§ Assignment
Reproduce all records verbatim.
[Start of Attachment]
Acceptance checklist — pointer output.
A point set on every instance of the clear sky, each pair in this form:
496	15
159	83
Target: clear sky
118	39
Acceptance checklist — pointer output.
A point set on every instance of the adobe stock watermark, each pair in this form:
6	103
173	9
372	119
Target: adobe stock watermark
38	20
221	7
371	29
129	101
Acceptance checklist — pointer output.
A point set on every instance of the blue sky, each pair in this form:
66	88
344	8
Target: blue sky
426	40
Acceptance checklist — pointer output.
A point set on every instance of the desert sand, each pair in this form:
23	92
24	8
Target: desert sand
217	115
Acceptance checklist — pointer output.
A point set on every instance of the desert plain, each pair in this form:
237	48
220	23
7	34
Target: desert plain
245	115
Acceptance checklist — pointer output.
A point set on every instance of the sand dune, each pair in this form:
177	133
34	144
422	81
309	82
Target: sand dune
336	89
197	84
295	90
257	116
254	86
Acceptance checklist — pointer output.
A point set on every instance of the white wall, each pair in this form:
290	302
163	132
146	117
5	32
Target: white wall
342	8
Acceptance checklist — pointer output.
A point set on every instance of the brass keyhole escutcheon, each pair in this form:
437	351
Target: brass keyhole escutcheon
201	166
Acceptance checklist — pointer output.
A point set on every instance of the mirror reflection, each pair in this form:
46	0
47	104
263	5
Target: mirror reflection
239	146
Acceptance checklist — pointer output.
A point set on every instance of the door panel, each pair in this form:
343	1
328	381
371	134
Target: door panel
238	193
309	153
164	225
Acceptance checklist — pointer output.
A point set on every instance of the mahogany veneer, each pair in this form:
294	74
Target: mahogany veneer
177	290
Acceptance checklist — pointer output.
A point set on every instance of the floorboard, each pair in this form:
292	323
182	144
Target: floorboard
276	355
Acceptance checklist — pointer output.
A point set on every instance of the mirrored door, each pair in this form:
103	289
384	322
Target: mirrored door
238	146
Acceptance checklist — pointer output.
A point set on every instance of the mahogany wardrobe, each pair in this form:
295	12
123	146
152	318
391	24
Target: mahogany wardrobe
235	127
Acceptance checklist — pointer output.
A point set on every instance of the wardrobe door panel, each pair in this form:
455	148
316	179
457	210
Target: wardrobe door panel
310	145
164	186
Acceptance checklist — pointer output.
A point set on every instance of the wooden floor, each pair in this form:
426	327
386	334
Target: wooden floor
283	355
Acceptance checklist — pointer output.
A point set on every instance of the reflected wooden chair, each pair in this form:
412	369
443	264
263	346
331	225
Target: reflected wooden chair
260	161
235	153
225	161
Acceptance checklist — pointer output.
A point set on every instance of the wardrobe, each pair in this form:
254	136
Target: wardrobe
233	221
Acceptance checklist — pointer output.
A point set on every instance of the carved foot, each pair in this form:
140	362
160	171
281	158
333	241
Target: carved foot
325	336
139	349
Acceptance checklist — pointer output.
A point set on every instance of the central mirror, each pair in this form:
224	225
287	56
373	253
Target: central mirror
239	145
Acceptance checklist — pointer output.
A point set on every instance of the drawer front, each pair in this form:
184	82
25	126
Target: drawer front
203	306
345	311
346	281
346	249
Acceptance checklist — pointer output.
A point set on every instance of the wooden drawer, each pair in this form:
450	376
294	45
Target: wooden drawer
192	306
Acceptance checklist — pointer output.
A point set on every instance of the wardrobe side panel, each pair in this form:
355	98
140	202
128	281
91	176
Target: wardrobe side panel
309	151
[End of Attachment]
§ Solution for this exercise
Acceptance checklist — pointer output.
A point set on every instance of the clear sky, each pair in this form:
496	15
159	83
Target: clear sky
118	39
Acceptance checklist — pointer output.
A point set on every instance of the adobe stock watermark, each pair in this form:
6	103
173	9
372	119
Target: adobe stock watermark
38	20
221	7
371	29
129	101
Acceptance checklist — pointer output.
A point set on every instance of the blue sky, each pair in this form:
66	88
344	8
Target: blue sky
426	40
Acceptance checklist — pointer output.
A point set on every instance of the desert sand, each pair in this form:
23	92
24	8
Target: desert sand
217	115
Acceptance checklist — pointer output.
A point set on every instance of the desert plain, each pair in this form:
237	48
220	23
7	34
Target: desert plain
245	115
Acceptance checklist — pointer output.
A point set on every instance of the sand dune, each pair in this form:
177	133
34	144
422	81
309	82
Target: sand dune
336	89
197	84
295	90
257	116
254	86
Acceptance checklist — pointer output.
A point set on every instance of the white wall, each pair in this form:
290	302
163	132
146	117
5	32
Target: white wall
342	8
Acceptance checklist — pointer output.
A point set on every instance of the brass keyhole escutcheon, each pair in this form:
437	351
Target: brass keyhole escutcheon
201	166
Acceptance checklist — pointer output.
A point set on every instance of the mirror reflection, each pair in this form:
46	0
47	104
263	5
Target: mirror reflection
239	146
Acceptance checklist — pointer output.
A point set on every instance of the door panel, each pair in this form:
343	1
328	381
371	134
Target: door panel
238	193
309	153
164	225
Acceptance checklist — pointer output.
A point set on every instance of the mahogany veneer, each pair in this form:
294	74
Target: mahogany veneer
177	290
Acceptance checklist — pointer output.
A point set on every instance of the floorboard, each pair in this form:
292	323
182	144
Target: floorboard
276	355
Acceptance checklist — pointer output.
A point set on every instance of the mirrored door, each pair in this form:
103	289
384	322
Target: mirrored door
238	146
Acceptance checklist — pointer output.
A point set on every instance of the mahogany wardrobe, each pair in this form:
295	12
123	146
152	318
391	24
Target: mahogany wardrobe
235	127
Acceptance checklist — pointer output.
A point set on every instance of the wardrobe door panel, each pair in this form:
455	148
316	179
457	210
Target: wardrobe door panel
310	145
164	186
Acceptance checklist — pointer output.
A point set on every instance of the wooden floor, each pair in this form:
426	327
386	334
Target: wooden floor
283	355
Acceptance checklist — pointer output.
A point set on every instance of the reflected wooden chair, each pair in this form:
412	369
443	264
263	346
331	225
Target: reflected wooden chair
260	161
235	153
225	161
Acceptance checklist — pointer output.
A point set on every instance of the wardrobe, each pair in this form:
254	136
Target: wardrobe
233	221
Acceptance checklist — pointer output.
A point set on every instance of the carved foot, each pair in this form:
140	362
160	171
281	158
333	241
Target: carved foot
325	336
139	349
Acceptance checklist — pointer output.
A point set on every instance of the central mirror, each pair in this form:
224	225
287	56
373	253
Target: central mirror
239	145
Acceptance checklist — pointer output.
A point set on every instance of the drawer front, each pair in this form:
184	82
25	126
Target: drawer front
203	306
345	311
346	281
346	249
Acceptance checklist — pointer output.
A point set on every instance of the wooden drawer, each pair in this form:
450	376
294	45
Target: wooden drawer
192	306
Acceptance checklist — pointer output.
A point set on every instance of the wardrobe side panel, each pair in this form:
355	98
140	202
128	281
91	176
Target: wardrobe side panel
309	151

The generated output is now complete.